(Extracted data entries)

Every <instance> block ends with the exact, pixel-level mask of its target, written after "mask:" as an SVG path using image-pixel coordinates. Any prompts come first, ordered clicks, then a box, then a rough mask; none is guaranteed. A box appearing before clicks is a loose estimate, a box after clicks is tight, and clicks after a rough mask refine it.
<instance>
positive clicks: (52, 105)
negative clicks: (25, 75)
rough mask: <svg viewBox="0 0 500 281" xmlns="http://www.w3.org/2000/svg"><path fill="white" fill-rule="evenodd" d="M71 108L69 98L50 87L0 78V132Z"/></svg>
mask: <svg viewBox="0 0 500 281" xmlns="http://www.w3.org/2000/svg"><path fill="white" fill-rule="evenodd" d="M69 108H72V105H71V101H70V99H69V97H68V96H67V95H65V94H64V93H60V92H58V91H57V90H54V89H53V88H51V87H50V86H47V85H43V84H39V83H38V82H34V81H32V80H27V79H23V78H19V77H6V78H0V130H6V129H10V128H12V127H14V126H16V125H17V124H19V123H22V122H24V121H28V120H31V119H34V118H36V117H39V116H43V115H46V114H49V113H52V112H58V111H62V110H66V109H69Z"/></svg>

* What is needed: What is wanted is an exact copy of the data.

* Written reply:
Every <instance> block ends with the exact, pixel-level mask of its target, written after "mask:" as an SVG path using image-pixel coordinates. Any prompts come first, ordered clicks, then a box, then a rough mask; none is guaranteed. A box appearing before clicks is a loose estimate, a box after clicks is tight, and clicks after a rough mask refine it.
<instance>
positive clicks: (52, 105)
negative clicks: (25, 75)
rough mask: <svg viewBox="0 0 500 281" xmlns="http://www.w3.org/2000/svg"><path fill="white" fill-rule="evenodd" d="M71 108L69 98L50 87L0 78V132Z"/></svg>
mask: <svg viewBox="0 0 500 281" xmlns="http://www.w3.org/2000/svg"><path fill="white" fill-rule="evenodd" d="M69 108H72V105H71V101H70V99H69V97H68V96H67V95H65V94H64V93H60V92H58V91H57V90H54V89H53V88H51V87H50V86H47V85H43V84H39V83H38V82H34V81H32V80H27V79H23V78H19V77H6V78H0V130H6V129H10V128H12V127H14V126H16V125H17V124H19V123H22V122H24V121H28V120H31V119H34V118H36V117H39V116H43V115H46V114H49V113H52V112H58V111H62V110H66V109H69Z"/></svg>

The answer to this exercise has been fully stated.